Render the listing from the line with "Could you point out the chandelier in" up to and including its last line as a two-column CSV with the columns instruction and points, one row per instruction. Put each instruction's text and its answer in separate quoted fields, turning any line breaks into spaces.

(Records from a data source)
-- Begin --
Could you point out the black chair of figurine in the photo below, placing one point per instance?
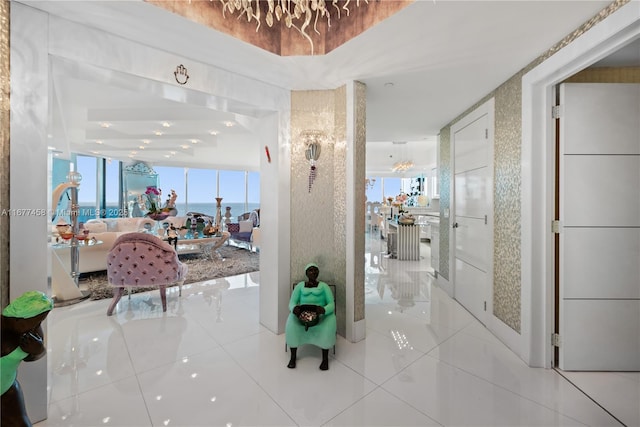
(335, 303)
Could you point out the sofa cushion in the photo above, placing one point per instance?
(95, 226)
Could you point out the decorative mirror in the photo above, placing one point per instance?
(136, 179)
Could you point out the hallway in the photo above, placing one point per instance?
(207, 361)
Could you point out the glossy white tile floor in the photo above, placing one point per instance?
(208, 362)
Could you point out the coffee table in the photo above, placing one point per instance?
(204, 245)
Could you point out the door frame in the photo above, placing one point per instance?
(538, 173)
(487, 108)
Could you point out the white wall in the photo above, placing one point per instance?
(36, 37)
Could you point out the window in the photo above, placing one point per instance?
(253, 191)
(233, 191)
(202, 185)
(112, 189)
(87, 192)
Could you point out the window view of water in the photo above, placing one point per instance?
(86, 213)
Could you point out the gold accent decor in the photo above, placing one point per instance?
(297, 14)
(5, 9)
(322, 26)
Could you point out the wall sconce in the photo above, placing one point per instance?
(369, 183)
(312, 138)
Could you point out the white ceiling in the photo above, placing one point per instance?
(440, 57)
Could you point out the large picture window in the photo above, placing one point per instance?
(100, 189)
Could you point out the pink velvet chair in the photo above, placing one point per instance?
(141, 259)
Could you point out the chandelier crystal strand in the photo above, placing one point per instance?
(301, 11)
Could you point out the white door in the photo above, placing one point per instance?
(472, 146)
(599, 253)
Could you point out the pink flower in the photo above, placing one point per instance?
(152, 190)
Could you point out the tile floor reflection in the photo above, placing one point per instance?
(208, 362)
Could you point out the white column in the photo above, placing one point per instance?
(29, 180)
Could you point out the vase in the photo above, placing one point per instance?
(218, 212)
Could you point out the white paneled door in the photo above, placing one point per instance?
(599, 252)
(472, 146)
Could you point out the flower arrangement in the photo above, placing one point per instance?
(151, 200)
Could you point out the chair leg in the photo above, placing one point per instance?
(163, 297)
(117, 294)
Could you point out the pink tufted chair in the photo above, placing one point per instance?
(141, 259)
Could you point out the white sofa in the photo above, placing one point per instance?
(105, 230)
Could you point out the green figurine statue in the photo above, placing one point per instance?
(22, 339)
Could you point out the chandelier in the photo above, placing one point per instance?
(369, 183)
(294, 13)
(401, 165)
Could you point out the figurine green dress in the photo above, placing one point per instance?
(22, 340)
(318, 293)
-- End --
→ Answer to the problem:
instruction,points
"Could you point out the chandelier in the photo above, placing one point per instance?","(369, 183) (294, 13) (401, 165)"
"Could you point out the figurine green dress in the photo above, placing one point per instance?","(22, 340) (318, 293)"